(Position annotation records)
....

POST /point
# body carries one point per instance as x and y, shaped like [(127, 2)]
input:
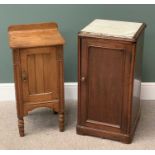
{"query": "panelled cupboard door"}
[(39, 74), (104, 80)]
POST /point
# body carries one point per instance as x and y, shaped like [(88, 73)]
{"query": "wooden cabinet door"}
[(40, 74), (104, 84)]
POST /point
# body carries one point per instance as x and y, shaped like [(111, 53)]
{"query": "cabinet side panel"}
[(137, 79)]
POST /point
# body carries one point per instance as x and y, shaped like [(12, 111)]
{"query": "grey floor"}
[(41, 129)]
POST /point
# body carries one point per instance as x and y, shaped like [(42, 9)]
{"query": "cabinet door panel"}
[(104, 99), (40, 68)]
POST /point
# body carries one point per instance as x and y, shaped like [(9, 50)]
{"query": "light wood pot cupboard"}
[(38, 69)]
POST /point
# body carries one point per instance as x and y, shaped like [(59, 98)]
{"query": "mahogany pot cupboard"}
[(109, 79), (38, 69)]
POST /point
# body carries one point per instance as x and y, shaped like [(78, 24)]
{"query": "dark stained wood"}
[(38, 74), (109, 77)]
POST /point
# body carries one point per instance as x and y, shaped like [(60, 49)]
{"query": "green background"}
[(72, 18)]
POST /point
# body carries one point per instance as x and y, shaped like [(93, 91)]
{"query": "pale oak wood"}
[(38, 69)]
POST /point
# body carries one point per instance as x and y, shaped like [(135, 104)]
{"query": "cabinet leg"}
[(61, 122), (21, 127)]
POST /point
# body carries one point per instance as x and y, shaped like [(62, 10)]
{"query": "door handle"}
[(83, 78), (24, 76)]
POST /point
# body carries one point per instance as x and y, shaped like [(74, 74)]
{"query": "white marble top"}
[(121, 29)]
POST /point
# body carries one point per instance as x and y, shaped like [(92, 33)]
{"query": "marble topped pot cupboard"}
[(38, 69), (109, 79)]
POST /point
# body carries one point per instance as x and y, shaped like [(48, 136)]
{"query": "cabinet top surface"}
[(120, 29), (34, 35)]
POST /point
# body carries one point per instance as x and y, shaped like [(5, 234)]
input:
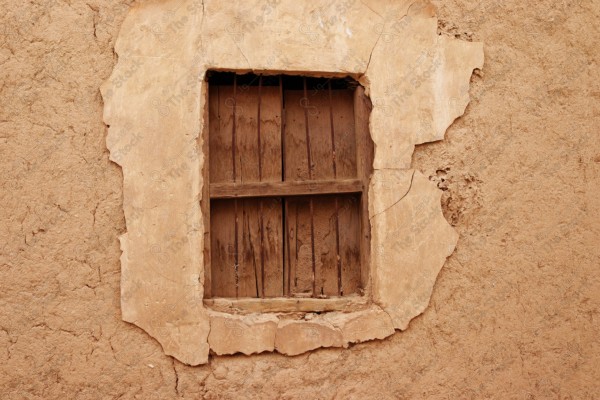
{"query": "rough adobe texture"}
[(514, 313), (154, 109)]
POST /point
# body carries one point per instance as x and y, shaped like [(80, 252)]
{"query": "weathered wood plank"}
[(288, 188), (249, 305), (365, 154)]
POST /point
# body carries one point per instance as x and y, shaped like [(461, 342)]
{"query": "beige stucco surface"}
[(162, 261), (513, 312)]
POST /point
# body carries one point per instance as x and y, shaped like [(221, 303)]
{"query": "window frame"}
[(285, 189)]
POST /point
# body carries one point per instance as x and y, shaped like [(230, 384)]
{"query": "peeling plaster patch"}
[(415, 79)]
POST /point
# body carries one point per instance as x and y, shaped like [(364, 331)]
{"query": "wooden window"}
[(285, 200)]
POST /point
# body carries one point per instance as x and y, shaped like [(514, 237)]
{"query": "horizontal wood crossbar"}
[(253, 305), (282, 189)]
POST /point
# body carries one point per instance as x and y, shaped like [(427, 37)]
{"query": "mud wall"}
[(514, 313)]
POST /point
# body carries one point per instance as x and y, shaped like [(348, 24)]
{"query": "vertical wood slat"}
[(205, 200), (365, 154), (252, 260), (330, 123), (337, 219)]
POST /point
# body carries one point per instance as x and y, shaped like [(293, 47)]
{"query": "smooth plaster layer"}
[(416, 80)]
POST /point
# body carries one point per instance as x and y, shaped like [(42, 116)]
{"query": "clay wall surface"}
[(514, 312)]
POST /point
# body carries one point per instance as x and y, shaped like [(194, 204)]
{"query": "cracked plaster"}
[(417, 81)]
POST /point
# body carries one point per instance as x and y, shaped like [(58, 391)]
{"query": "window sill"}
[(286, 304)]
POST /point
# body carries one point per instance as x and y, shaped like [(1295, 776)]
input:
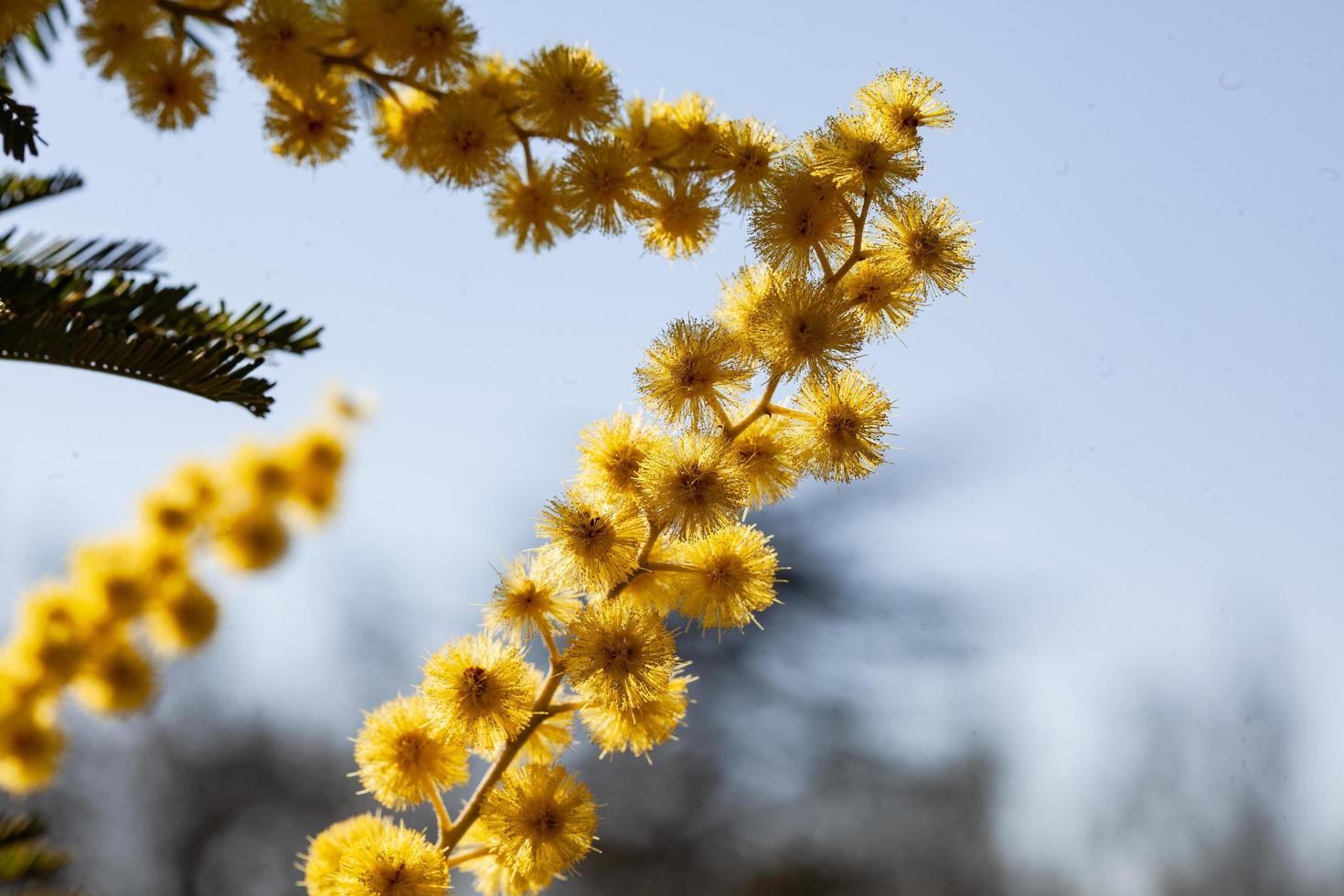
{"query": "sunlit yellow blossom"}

....

_Problem statement_:
Render everything from the start of the records down to the line containing "[(39, 74), (104, 80)]" as a JSON list of strings, one string per line, with blank lines and pictures left out.

_Exercise answer_:
[
  "POST /point",
  "# body carries one point per instance as x and y, shaped like [(127, 2)]",
  "input:",
  "{\"query\": \"panelled cupboard door\"}",
  "[(39, 74), (104, 80)]"
]